*** Opening Dataset records ***
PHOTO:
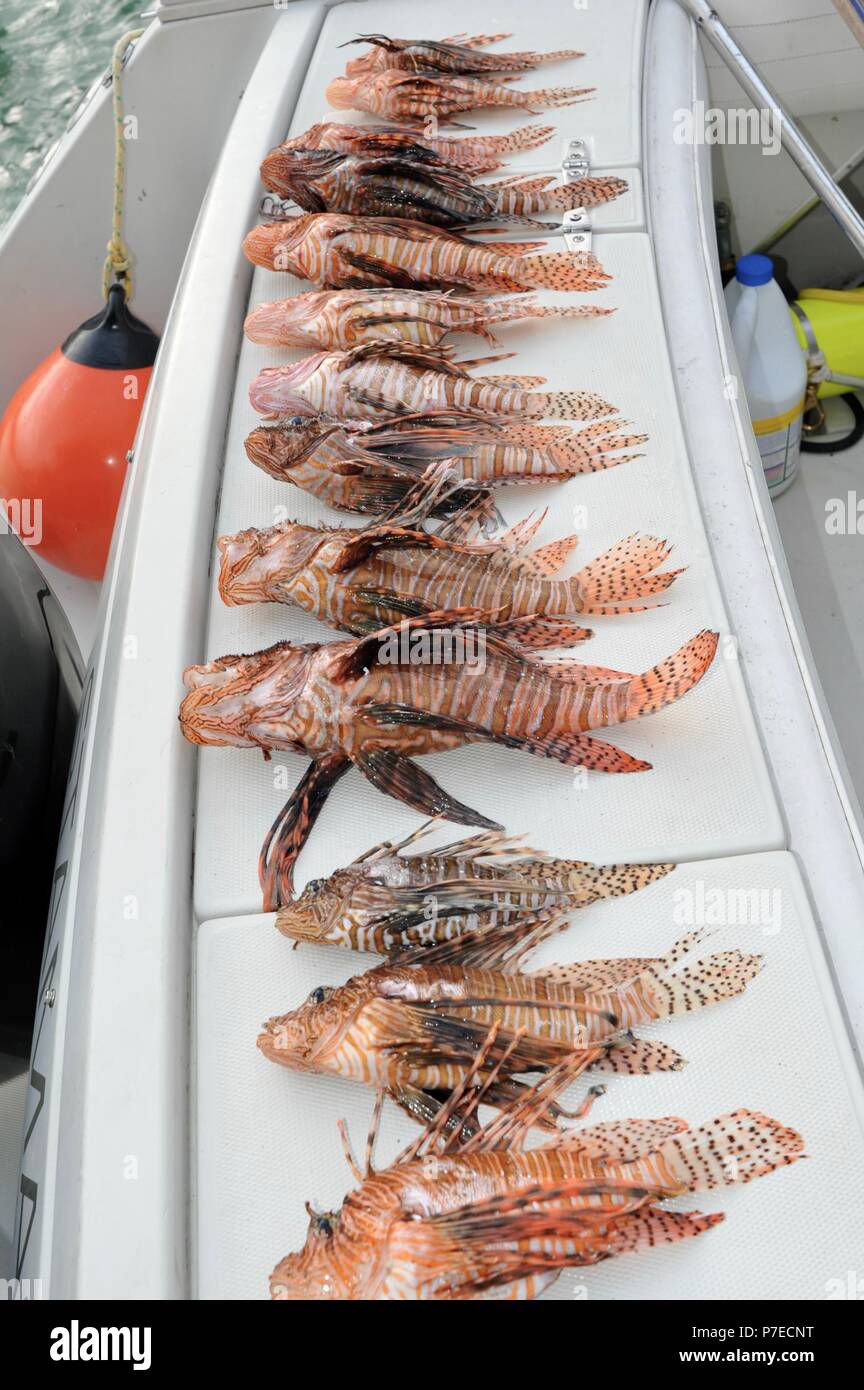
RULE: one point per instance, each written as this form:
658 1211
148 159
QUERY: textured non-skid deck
709 791
267 1137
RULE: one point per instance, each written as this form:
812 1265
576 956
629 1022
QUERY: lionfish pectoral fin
379 538
372 268
399 777
639 1057
425 1108
292 829
539 634
496 948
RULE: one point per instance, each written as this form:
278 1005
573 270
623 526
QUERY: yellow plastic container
838 321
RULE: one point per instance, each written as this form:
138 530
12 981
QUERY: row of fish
385 421
450 1022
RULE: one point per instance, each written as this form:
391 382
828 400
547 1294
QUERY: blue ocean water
50 52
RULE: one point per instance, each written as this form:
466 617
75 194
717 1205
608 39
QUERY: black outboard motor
40 683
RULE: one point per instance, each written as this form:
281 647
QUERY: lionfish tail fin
621 580
673 677
563 270
597 881
732 1148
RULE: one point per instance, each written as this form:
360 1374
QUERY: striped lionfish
485 1218
360 466
402 185
388 900
375 701
400 378
345 319
474 153
413 1026
359 580
397 93
336 250
457 54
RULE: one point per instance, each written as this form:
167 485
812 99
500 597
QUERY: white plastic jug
773 367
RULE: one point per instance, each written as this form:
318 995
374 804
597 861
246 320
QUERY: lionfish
400 378
413 1026
474 153
336 250
375 701
345 319
397 93
360 466
402 185
361 578
456 54
481 1216
388 900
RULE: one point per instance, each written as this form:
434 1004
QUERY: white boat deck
745 784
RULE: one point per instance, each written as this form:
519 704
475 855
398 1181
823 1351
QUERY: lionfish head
314 913
225 697
342 92
310 1273
291 173
278 448
272 243
275 391
254 565
303 1039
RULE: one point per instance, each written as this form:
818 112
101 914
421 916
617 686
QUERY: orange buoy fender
65 435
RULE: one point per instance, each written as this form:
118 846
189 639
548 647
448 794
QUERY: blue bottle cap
753 270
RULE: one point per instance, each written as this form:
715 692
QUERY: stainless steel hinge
577 161
577 228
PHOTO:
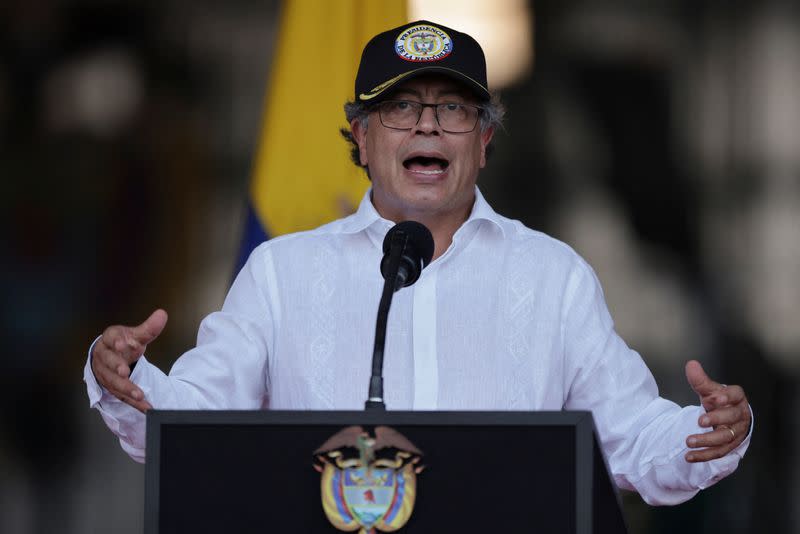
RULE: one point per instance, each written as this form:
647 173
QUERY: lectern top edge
245 417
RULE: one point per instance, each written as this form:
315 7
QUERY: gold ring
729 429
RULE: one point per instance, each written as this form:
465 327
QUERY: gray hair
492 115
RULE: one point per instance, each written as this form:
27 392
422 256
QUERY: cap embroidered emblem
423 43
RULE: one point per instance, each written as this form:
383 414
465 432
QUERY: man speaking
503 318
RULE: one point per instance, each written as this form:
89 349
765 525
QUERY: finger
110 335
151 327
122 387
712 453
699 380
716 438
105 359
730 395
721 416
141 405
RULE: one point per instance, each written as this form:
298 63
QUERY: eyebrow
446 92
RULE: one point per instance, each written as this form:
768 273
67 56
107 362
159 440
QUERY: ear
360 135
486 137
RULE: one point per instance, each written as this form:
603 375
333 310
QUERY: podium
265 471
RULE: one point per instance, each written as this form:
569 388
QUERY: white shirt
506 319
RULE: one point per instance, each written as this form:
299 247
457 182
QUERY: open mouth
426 164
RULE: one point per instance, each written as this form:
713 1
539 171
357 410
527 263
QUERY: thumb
699 380
151 327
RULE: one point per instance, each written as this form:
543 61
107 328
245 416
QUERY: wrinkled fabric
507 319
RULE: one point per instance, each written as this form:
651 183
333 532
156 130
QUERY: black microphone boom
407 249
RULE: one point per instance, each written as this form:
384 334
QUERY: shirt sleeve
642 434
226 370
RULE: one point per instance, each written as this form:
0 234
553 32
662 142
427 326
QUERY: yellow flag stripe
302 174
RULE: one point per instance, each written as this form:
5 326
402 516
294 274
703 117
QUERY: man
504 318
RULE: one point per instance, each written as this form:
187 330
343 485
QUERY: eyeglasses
451 116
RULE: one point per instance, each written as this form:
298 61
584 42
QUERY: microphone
415 245
407 249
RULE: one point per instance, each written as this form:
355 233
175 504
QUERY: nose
428 123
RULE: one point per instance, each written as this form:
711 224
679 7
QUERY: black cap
416 48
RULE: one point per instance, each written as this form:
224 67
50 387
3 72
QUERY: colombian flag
302 175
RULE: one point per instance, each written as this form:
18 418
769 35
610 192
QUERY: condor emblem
423 43
368 483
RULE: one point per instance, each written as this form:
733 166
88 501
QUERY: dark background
660 139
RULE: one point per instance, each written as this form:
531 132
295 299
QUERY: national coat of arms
423 42
368 483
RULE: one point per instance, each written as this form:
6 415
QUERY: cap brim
381 90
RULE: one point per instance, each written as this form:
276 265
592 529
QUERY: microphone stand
391 283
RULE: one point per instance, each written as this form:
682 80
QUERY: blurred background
660 139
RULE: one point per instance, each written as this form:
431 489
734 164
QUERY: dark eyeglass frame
422 105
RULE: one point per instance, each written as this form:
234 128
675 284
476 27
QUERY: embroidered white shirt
506 319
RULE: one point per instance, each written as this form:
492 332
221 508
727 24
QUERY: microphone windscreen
420 239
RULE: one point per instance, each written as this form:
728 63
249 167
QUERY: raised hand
117 349
727 412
*** Closing Dataset records ***
● **Task requirements**
Omit the pictures. Repeat the rest of the data exactly.

● **Task output**
PHOTO:
RULE: one point per instance, each written as this form:
658 1211
148 159
QUERY: textured non-skid deck
709 791
267 1137
RULE: one point per instance, each written as this form:
812 1265
576 956
629 1022
QUERY: lionfish pectoral fin
379 538
372 268
399 777
639 1057
425 1108
292 829
539 634
496 948
RULE: one point per instance, each written as this form:
278 1005
573 270
623 526
QUERY: yellow plastic container
838 321
RULE: one point per instance, each written as this form:
138 530
12 981
QUERY: row of fish
385 421
450 1022
RULE: one point per instance, each written as this form:
391 382
828 400
547 1294
QUERY: blue ocean water
50 52
RULE: one point per instance, each written as this form:
466 617
75 194
717 1205
608 39
QUERY: black outboard motor
40 683
RULE: one point per instance, each written as this form:
281 647
QUERY: lionfish tail fin
621 580
673 677
563 270
597 881
732 1148
RULE: one point per instance, each written as this form:
360 1374
QUERY: striped lionfish
485 1218
360 466
402 185
388 900
375 701
400 378
345 319
474 153
413 1026
359 580
397 93
336 250
457 54
RULE: one point per instance, each written as this form:
167 485
812 99
500 597
QUERY: white plastic jug
773 367
RULE: one point per instance, each written as this form:
318 995
374 804
597 861
246 320
QUERY: lionfish
400 378
413 1026
474 153
336 250
375 701
345 319
397 93
360 466
402 185
361 578
456 54
481 1216
388 900
RULE: one point per instance, each written as this form:
434 1004
QUERY: white boat deck
745 784
RULE: one point per instance, each written as this form:
519 704
475 855
398 1181
823 1351
QUERY: lionfish head
314 913
225 697
342 92
310 1273
291 173
278 448
272 243
275 391
254 565
303 1039
RULE: one point per instance, each written as this form:
818 112
101 914
421 916
617 686
QUERY: orange buoy fender
65 435
RULE: one point per instance, each written as this form:
118 846
189 639
548 647
448 794
QUERY: blue bottle cap
753 270
RULE: one point per instance, each written as this form:
715 692
QUERY: stainless steel hinge
577 161
577 228
PHOTO:
RULE: one point per instance, each written as this form:
647 173
QUERY: lectern top edge
245 417
RULE: one point per instance, each written as this form:
315 7
QUERY: gold ring
729 429
RULE: one point per instance, each written as this form:
465 327
QUERY: gray hair
492 115
RULE: one point per instance, each written as this form:
27 392
422 256
QUERY: cap embroidered emblem
423 43
RULE: one point per instance, each written as this form:
383 414
465 432
QUERY: man speaking
503 318
RULE: one point per instance, each written as this form:
89 349
765 525
QUERY: finger
110 335
151 327
122 387
712 453
699 380
716 438
105 359
730 395
721 416
141 405
RULE: one point per instance, each written as this form:
298 63
QUERY: eyebrow
446 92
RULE: one point per instance, each written as this form:
768 273
67 56
107 362
159 440
QUERY: ear
360 135
486 137
RULE: one point per instance, each written as this form:
603 375
333 310
QUERY: podium
265 471
RULE: one point per instance, each written as this form:
569 388
QUERY: white shirt
506 319
RULE: one point per instance, each written as this form:
299 247
457 182
QUERY: open mouth
426 164
RULE: one point per instance, each written as this form:
713 1
539 171
357 410
527 263
QUERY: thumb
699 380
151 327
RULE: one point per instance, each written as this form:
543 61
107 328
245 416
QUERY: wrinkled fabric
507 319
RULE: one point per instance, each written as this form:
651 183
333 532
156 130
QUERY: black microphone boom
407 249
RULE: one point per instance, each written as this form:
384 334
QUERY: shirt sleeve
642 434
226 370
RULE: one point per instance, each written as this form:
0 234
553 32
662 142
427 326
QUERY: yellow flag stripe
302 174
RULE: one point per instance, each written as this form:
5 326
402 516
294 274
703 117
QUERY: man
504 318
RULE: one point per instance, each written as this form:
187 330
343 485
QUERY: eyeglasses
451 116
RULE: one point per instance, each written as this form:
298 61
584 42
QUERY: microphone
415 245
407 249
RULE: one point per instance, each written as this form:
355 233
175 504
QUERY: nose
428 123
RULE: one point per instance, each written as this form:
711 224
679 7
QUERY: black cap
416 48
RULE: one point per instance, each written as this form:
224 67
50 387
3 72
QUERY: colombian flag
302 175
RULE: one point per instance, each written as this form:
18 418
769 35
610 192
QUERY: condor emblem
423 43
368 483
RULE: one point per instance, each written as this form:
733 166
88 501
QUERY: dark background
660 139
RULE: one point per instance, each written as this form:
531 132
295 299
QUERY: national coat of arms
423 42
368 483
RULE: one point per instance, each written as this form:
6 415
QUERY: cap brim
381 90
RULE: one point per instance, each written as this form:
276 265
592 529
QUERY: microphone stand
391 283
RULE: one point per instance, each written as this form:
682 80
QUERY: blurred background
660 139
RULE: one point per instance, each written as this form:
431 489
734 164
QUERY: dark eyeglass frame
422 105
RULE: one point per instance, each written as this form:
234 128
675 284
476 27
QUERY: embroidered white shirt
506 319
RULE: one point per instance, each written as this form:
492 332
221 508
727 24
QUERY: microphone windscreen
420 239
RULE: one point per instance, each written as this form:
728 63
249 167
QUERY: raised hand
117 349
727 412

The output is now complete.